## Exercise brief
Extend the discussion of Bill C-36's effects below, picking up after its final sentence.

## Text

*-*-*

DISCUSSION OF FINDINGS

Effects of Bill C-36

The newly-implemented Bill C:36 focuses accusation in the sex market on clients and traffickers (those “exploiting” the workers) rather than on the selling of sex or on the sex workers themselves, in an effort to minimize the practise of prostitution, and therefore eliminate violence against sex workers. While this new legislation was put through in the attempt to make community spaces safer, these changes are projected to put sex workers at greater risk of violence and exploitation.

Evaluated in the short term, this new legislation is effective in discouraging clients from participating in payment for sex work, though this is not estimated to last long. The sex market in Canada is known to go through periods of low activity whenever a change in sex laws is brought about. Clients tend to refrain from pursuing new services until they have gauged the impact of the new amendments and discovered how they may navigate the gaps in the system.

*-*-*

## Data supplied
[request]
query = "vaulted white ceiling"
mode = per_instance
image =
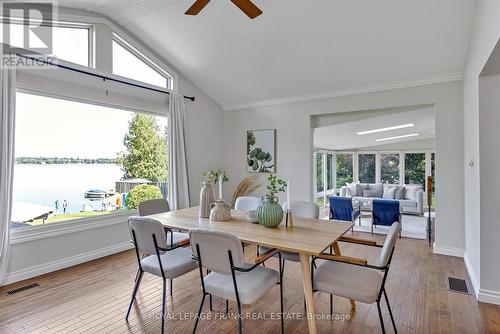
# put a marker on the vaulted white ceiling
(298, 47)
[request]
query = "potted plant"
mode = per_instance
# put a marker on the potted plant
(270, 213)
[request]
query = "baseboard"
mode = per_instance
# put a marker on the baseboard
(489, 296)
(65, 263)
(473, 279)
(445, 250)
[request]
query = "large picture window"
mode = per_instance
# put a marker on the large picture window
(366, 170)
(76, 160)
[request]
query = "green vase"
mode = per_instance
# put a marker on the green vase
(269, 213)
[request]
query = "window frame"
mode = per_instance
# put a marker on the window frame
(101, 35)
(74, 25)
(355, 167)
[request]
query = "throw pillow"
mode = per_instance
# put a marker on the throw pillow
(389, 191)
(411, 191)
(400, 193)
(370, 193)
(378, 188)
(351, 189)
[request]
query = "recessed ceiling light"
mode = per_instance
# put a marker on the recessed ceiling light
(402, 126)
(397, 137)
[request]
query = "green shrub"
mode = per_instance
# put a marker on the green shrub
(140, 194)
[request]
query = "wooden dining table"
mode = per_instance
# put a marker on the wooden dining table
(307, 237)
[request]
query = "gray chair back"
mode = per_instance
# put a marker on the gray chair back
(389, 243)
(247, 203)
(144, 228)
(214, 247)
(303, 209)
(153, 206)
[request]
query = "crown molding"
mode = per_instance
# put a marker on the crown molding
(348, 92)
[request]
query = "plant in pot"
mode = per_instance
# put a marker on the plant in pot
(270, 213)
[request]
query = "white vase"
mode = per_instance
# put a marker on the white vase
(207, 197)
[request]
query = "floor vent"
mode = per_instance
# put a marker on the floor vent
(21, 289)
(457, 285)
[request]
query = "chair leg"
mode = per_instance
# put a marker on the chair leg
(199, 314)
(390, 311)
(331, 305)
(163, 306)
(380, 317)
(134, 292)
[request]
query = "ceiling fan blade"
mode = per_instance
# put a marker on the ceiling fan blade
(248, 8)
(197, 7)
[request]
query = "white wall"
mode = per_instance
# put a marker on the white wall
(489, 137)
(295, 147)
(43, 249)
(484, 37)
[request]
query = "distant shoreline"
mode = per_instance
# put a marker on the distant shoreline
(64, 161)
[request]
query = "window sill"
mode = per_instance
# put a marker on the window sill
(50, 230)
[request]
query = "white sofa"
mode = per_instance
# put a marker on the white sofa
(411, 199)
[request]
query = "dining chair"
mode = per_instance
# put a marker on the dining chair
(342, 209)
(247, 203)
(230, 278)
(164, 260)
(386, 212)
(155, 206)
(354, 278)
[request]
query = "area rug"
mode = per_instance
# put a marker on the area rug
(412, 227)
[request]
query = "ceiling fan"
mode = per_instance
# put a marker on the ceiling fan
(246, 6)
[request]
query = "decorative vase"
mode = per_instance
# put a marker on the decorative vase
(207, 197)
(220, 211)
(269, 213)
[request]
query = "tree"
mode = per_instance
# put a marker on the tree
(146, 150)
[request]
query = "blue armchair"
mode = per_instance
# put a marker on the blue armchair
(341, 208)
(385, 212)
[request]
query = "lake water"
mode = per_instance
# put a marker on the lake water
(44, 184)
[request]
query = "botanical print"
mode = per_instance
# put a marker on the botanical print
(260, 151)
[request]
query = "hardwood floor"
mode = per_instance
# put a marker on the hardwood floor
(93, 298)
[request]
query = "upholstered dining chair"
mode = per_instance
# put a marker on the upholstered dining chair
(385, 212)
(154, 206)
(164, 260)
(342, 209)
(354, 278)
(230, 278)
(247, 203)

*-*-*

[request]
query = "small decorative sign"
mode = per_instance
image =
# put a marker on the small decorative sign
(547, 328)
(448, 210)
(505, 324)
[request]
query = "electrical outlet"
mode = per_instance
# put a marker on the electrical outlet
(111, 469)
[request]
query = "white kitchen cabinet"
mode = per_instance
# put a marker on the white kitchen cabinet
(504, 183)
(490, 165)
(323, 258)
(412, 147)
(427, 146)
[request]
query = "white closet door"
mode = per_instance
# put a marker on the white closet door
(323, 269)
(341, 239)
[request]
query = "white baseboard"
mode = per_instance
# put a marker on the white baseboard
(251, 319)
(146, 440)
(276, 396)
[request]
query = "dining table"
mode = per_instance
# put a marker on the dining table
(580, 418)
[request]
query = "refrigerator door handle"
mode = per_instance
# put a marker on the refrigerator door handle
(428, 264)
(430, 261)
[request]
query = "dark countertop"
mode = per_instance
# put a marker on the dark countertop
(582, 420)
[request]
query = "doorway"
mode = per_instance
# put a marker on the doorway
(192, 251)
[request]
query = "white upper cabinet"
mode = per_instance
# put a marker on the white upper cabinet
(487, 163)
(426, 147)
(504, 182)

*-*-*

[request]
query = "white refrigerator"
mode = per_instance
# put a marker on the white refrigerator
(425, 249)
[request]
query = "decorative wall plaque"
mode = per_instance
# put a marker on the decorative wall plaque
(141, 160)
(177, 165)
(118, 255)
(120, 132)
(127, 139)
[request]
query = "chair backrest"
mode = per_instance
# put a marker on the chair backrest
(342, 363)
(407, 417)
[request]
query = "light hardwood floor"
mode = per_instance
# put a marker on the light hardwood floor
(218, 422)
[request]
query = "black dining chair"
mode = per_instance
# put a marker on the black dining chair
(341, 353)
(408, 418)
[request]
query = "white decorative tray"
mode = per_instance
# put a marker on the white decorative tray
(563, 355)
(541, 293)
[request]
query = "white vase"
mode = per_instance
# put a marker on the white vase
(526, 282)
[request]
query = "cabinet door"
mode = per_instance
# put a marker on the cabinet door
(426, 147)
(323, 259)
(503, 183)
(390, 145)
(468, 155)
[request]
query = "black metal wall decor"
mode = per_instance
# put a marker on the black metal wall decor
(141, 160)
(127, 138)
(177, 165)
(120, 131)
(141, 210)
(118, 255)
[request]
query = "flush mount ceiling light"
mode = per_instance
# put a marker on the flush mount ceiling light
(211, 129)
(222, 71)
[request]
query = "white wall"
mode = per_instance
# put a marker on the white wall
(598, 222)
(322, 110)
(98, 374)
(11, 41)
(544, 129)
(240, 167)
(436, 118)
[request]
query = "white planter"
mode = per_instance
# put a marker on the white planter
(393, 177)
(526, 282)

*-*-*

## Written answer
The largest projected issue with this new law is that when the sex market begins to start up again, it will reform in ways that are more discreet and thus less safe for sex workers. By criminalizing the act of buying sex, the government has created an environment in which clients will be less likely to come forward when they witness situations of abuse of forced trade, as they will then be charged along with the trafficker.

Health & Safety Risks for Sex Workers

This new legislature alienates sex workers from their communities – they feel as though they must act secretively to best suit the needs of their clients (who are avoiding contact with the police). This limits the workers’ ability, drive, and likeliness to reach out to the health and safety resources that they need, in the fear that they may lose business. It also encourages workers to provide their ‘sexual services’ in more dangerous places that are hidden to the public – thus making the workers more vulnerable to violence and health issues.